■ **Written exercise A**:
In the article about Ciudad Juárez's commercial district below, why does Martinez find the move from Veracruz to Juárez difficult? Please answer in one to three sentences.

* begin Text excerpt *

Ciudad Juárez commercial district bounces back

Mexican flag

iivangm / flickr

Millions of dollars are being invested in redevelopment and business is starting to pick up in an area that was ravaged by the great violence of 2008-2012. (photo cc info)

Not too long ago, violence and unemployment compelled residents of the Mexican border city of Ciudad Juárez originally from the state of Veracruz to return to their native land.

Nowadays, some Veracruzanos are moving to Juárez in a reverse migration of sorts. Ruben Martinez Gonzalez, for example, counts about four months in Juárez, a place he considers “prosperous” and more secure than his former home in Veracruz, where he says insecurity and economic bad times have left the southern state a “broken” entity.
Martinez and his wife Elsa operate a small shop, Mi Lindo Veracruz (My Beautiful Veracruz), in the interior of the Plaza de las Americas Mall adjacent to Juárez’s Pronaf district.

Struggling to pay the rent, Martinez is nevertheless hopeful about the prospects for a business that offers traditional Veracruz cheeses and drinks, moles, coffee products and artistic creations like the “ecological necklaces” his wife strings together with coconut and coffee beans. Asked about the transition between Veracruz and Juárez, Martinez immediately mentions the food.

“It’s difficult, because the food is different. They use a lot of wheat here,” he says of the difference in popular tortillas. “The chicken here is from the U.S., but it’s local in Veracruz,” he says with a smile that celebrates the fresh taste back home.

* end Text excerpt *

■ **Written exercise B**:
Reproduce the lines of the records below, starting with the line that contains "Objective — for every instance of the small" and going on through the end of the records.

* begin Records provided *

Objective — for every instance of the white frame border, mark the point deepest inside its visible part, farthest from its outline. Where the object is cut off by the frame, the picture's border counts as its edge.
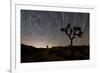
(13, 39)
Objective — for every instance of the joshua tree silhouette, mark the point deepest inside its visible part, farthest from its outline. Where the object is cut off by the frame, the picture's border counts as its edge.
(72, 32)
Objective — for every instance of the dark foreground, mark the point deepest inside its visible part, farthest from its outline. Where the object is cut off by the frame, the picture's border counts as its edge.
(32, 54)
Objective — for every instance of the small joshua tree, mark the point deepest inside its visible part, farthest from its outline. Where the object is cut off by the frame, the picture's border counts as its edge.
(72, 32)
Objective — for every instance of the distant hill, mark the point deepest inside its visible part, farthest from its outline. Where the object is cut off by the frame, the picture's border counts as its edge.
(57, 53)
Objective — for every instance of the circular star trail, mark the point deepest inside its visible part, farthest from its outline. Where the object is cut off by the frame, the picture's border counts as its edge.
(42, 28)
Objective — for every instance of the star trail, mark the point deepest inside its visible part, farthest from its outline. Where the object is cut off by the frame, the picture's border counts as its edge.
(42, 28)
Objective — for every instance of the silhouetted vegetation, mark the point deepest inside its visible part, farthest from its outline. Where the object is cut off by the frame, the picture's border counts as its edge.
(57, 53)
(72, 32)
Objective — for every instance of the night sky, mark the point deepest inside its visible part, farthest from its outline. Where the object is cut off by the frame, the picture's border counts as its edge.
(42, 28)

* end Records provided *

■ **Task answer A**:
Martinez finds the move difficult because the food is different. Juárez uses a lot of wheat in its tortillas, and the chicken there comes from the U.S., while in Veracruz it is local.

■ **Task answer B**:
Objective — for every instance of the small joshua tree, mark the point deepest inside its visible part, farthest from its outline. Where the object is cut off by the frame, the picture's border counts as its edge.
(72, 32)
Objective — for every instance of the distant hill, mark the point deepest inside its visible part, farthest from its outline. Where the object is cut off by the frame, the picture's border counts as its edge.
(57, 53)
Objective — for every instance of the circular star trail, mark the point deepest inside its visible part, farthest from its outline. Where the object is cut off by the frame, the picture's border counts as its edge.
(42, 28)
Objective — for every instance of the star trail, mark the point deepest inside its visible part, farthest from its outline. Where the object is cut off by the frame, the picture's border counts as its edge.
(42, 28)
Objective — for every instance of the silhouetted vegetation, mark the point deepest inside its visible part, farthest from its outline. Where the object is cut off by the frame, the picture's border counts as its edge.
(57, 53)
(72, 32)
Objective — for every instance of the night sky, mark the point deepest inside its visible part, farthest from its outline. Where the object is cut off by the frame, the picture's border counts as its edge.
(42, 28)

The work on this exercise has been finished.